▶ _SUPPLIED TEXT_
:::::
Excerpted from "Social Security Handbook". See the up-to-date, official Social Security Handbook at ssa.gov.

2002. Initial Determinations

2002.1 What is an initial determination?

An initial determination is a determination we make that is subject to administrative and judicial review.

2002.2 What topics can initial determinations cover?

Initial determinations include, but are not limited to, determinations about:

  1. Entitlement or continuing entitlement to benefits;

  2. Reentitlement to benefits;

  3. The amount of benefits;

  4. Recomputation of benefits;

  5. Revisions of Social Security earnings records;

  6. A deduction from benefits because of work;

  7. Termination of benefits;

  8. The establishment or termination of a period of disability;

  9. Whether benefits should be paid to another person on behalf of the beneficiary (unless the beneficiary is under age 18 (see §1602 for exception) or legally incompetent);

  10. Who will act as payee if we determined that representative payment will be made;

  11. Any overpayment or underpayment of benefits;

  12. How an underpayment of benefits due a deceased person will be paid;

  13. An offset of benefits because of SSI previously received for the same period;

  14. A deduction from disability benefits because of refusal to accept rehabilitation services;

  15. Whether completion of or continuation for a specified period of time in an appropriate vocational rehabilitation program will significantly increase the likelihood that the person will not have to return to the disability benefit rolls and thus, whether benefits may be continued even though the person is not disabled;

  16. Whether an overpayment of benefits must be repaid to us;

  17. Reduction in disability benefits because the person also receives benefits under a workers' compensation law;

  18. Penalty deductions imposed because of failure to report certain events;

  19. Nonpayment of benefits because of claimant's confinement for more than 30 continuous days in a jail, prison, or other correctional institution for conviction of a criminal offense;

  20. Whether or not the person has a disabling impairment(s) as defined in §507. Nonpayment of benefits because of claimant's confinement for more than 30 continuous days in a mental health institution or other medical facility because a court found the individual was not guilty for reason of insanity; a court found that he/she was incompetent to stand trial or was unable to stand trial for some other similar mental defect; or, a court found that he/she was sexually dangerous; and

  21. Nonpayment of benefits because the person has not furnished us satisfactory proof of his or her Social Security number, or, if a Social Security number has not been assigned to him or her, he or she has not filed a proper application for one. Nonpayment of benefits, unless good cause is found, for any month in which a beneficiary has an unsatisfied warrant for more than 30 continuous days for:

    • A crime, or attempted crime, that is a felony or, in jurisdictions that do not classify crimes as felonies, a crime that is punishable by death or imprisonment for more than one year (regardless of the actual sentence imposed); or

    • Violation of a condition of Federal or State probation/parole.

2002.3 How does SSA notify claimants of decisions?

We will mail you or your representative, if you appointed one, notice of the initial determination, stating:

  1. The reasons for the determination;

  2. The effect of the determination; and

  3. Information concerning the right to a reconsideration or to a hearing.
:::::
Rewrite the handbook excerpt from "21. Nonpayment of" to "claimants of decisions?", switching "unsatisfied warrant" to "outstanding warrant".

▶ _DATA PROVIDED_
:::::
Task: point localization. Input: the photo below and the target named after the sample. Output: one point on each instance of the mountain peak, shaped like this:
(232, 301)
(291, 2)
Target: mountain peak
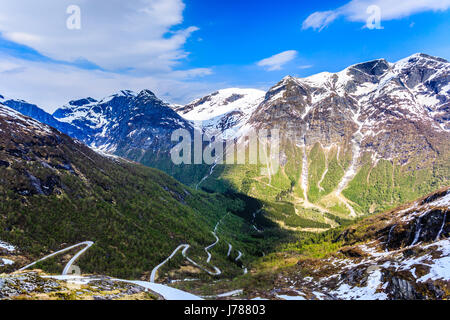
:::::
▶ _RESULT OF THIS EXERCISE_
21. Nonpayment of benefits because the person has not furnished us satisfactory proof of his or her Social Security number, or, if a Social Security number has not been assigned to him or her, he or she has not filed a proper application for one. Nonpayment of benefits, unless good cause is found, for any month in which a beneficiary has an outstanding warrant for more than 30 continuous days for:

    • A crime, or attempted crime, that is a felony or, in jurisdictions that do not classify crimes as felonies, a crime that is punishable by death or imprisonment for more than one year (regardless of the actual sentence imposed); or

    • Violation of a condition of Federal or State probation/parole.

2002.3 How does SSA notify claimants of decisions?